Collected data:
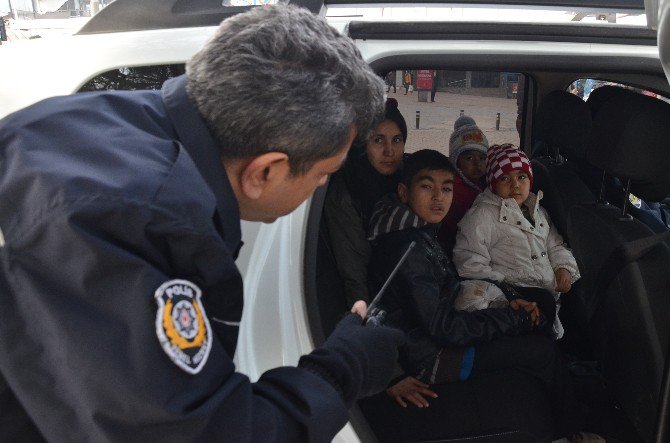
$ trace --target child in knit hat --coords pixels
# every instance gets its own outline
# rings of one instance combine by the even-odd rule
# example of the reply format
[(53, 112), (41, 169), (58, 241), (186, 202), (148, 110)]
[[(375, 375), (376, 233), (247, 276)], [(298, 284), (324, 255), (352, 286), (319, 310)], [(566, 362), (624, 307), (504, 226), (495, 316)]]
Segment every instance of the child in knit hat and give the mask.
[(489, 142), (474, 119), (460, 116), (454, 123), (449, 137), (449, 160), (456, 166), (454, 200), (442, 222), (438, 238), (447, 253), (451, 253), (456, 240), (456, 228), (475, 198), (486, 186), (486, 152)]
[(534, 301), (553, 334), (563, 336), (559, 295), (579, 279), (574, 256), (540, 206), (542, 191), (530, 192), (533, 169), (512, 144), (493, 145), (486, 161), (488, 187), (458, 224), (454, 263), (462, 278), (511, 285)]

◆ **Exercise prompt**
What you should return is the exact text of every line from the top of the entries through the line with "[(53, 112), (41, 169), (58, 241), (186, 202), (148, 110)]", pictures removed.

◆ **Worked solution**
$ trace --target child in knit hat --coords pixels
# every instance gets its own outline
# rings of one instance combine by the even-odd rule
# example of the reply format
[(53, 112), (41, 169), (58, 241), (186, 202), (148, 110)]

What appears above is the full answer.